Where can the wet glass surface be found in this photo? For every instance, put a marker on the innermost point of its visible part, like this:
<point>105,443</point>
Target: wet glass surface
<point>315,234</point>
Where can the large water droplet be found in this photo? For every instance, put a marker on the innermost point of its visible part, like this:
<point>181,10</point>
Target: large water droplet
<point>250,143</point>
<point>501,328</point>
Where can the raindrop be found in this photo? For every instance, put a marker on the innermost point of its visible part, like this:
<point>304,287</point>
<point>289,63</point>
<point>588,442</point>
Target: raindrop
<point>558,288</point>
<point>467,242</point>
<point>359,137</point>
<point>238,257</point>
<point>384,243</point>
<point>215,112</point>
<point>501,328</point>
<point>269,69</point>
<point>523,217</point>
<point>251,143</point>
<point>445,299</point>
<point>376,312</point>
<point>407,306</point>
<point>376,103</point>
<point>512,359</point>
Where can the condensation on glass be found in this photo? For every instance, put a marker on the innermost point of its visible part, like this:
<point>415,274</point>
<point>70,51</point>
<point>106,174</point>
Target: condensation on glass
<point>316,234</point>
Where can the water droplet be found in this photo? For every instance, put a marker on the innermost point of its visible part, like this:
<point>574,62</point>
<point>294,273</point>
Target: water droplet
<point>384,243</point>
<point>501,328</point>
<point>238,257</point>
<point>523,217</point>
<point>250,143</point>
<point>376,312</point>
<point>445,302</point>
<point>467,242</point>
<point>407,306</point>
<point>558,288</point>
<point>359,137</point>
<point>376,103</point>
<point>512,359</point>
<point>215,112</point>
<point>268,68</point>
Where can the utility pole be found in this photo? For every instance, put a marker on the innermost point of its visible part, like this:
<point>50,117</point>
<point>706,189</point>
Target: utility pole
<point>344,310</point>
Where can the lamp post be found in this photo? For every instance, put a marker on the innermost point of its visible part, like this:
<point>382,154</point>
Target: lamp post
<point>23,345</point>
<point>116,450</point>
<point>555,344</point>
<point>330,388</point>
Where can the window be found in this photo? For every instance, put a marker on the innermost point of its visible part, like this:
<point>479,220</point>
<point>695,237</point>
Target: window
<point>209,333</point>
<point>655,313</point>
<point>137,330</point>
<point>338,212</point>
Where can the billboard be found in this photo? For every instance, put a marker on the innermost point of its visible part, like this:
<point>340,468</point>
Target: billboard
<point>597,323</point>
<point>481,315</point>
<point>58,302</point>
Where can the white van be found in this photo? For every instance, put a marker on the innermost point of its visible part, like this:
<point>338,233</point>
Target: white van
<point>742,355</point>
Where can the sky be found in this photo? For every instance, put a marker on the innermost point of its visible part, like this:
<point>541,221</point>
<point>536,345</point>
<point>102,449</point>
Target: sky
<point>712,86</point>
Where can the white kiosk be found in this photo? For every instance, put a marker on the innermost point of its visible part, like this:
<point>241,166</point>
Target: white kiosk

▸ PROBLEM STATEMENT
Could you output every line of the data above, from start to finish, without changing a single character?

▸ EXPECTED ANSWER
Where can the wet glass surface be found in this photo? For every instance, put a marker on the innermost point of its visible part, like this:
<point>105,443</point>
Target: wet glass surface
<point>315,234</point>
Where can the large water droplet be found in this photo? For every instance, put a marker on the innermost point of its visible part, like this:
<point>181,10</point>
Target: large water droplet
<point>250,143</point>
<point>501,328</point>
Where can the raindrop be found in this photo? For every instance, put a marker on the innermost point of its visible part, like this:
<point>304,287</point>
<point>289,63</point>
<point>588,442</point>
Target: raindrop
<point>558,288</point>
<point>467,242</point>
<point>359,137</point>
<point>238,257</point>
<point>384,243</point>
<point>215,112</point>
<point>501,328</point>
<point>269,69</point>
<point>523,217</point>
<point>251,143</point>
<point>445,299</point>
<point>376,312</point>
<point>407,306</point>
<point>376,103</point>
<point>512,359</point>
Where can the condensation on glass be found in this photo? For every instance, put a marker on the innermost point of its visible part, like this:
<point>415,274</point>
<point>70,51</point>
<point>106,174</point>
Target: condensation on glass
<point>316,234</point>
Where can the water droplet be found in this photo? For every instance, put a marker on the innermost point of its visible part, like this:
<point>574,62</point>
<point>294,273</point>
Target: water droplet
<point>384,243</point>
<point>501,328</point>
<point>238,257</point>
<point>523,217</point>
<point>250,143</point>
<point>376,312</point>
<point>445,302</point>
<point>467,242</point>
<point>407,306</point>
<point>558,288</point>
<point>359,137</point>
<point>376,103</point>
<point>512,359</point>
<point>215,112</point>
<point>268,68</point>
Where can the utility pole be found in this photo? For every instance, put a marker on the innermost point of its visible part, like this:
<point>50,117</point>
<point>706,189</point>
Target: utility pole
<point>344,310</point>
Where can the lamp post be found in this photo? For every instance, put a marker on the innermost point of its visible part, like this:
<point>382,154</point>
Target: lamp post
<point>23,345</point>
<point>116,450</point>
<point>555,344</point>
<point>330,388</point>
Where can the window be found in this photo? For every instance, put a marker on the innermost point of its visible part, like this:
<point>479,220</point>
<point>695,237</point>
Target: window
<point>209,333</point>
<point>655,313</point>
<point>137,330</point>
<point>338,212</point>
Where can the billboard be found in this photo? For every instance, put a marker on the innermost point of its visible part, like this:
<point>340,468</point>
Target: billboard
<point>597,323</point>
<point>481,315</point>
<point>58,302</point>
Where can the white van be found in this photo? For every instance, put a marker on the innermost point of its visible part, like this:
<point>338,233</point>
Target: white van
<point>742,355</point>
Where can the sky be found in this photo? For every instance, put a marker on the innermost point of its visible part, like this:
<point>541,221</point>
<point>536,345</point>
<point>102,449</point>
Target: sky
<point>712,86</point>
Where can the white kiosk be found in this photo? For every instance, put a marker on the innermost point of its visible part, like this:
<point>241,166</point>
Target: white kiosk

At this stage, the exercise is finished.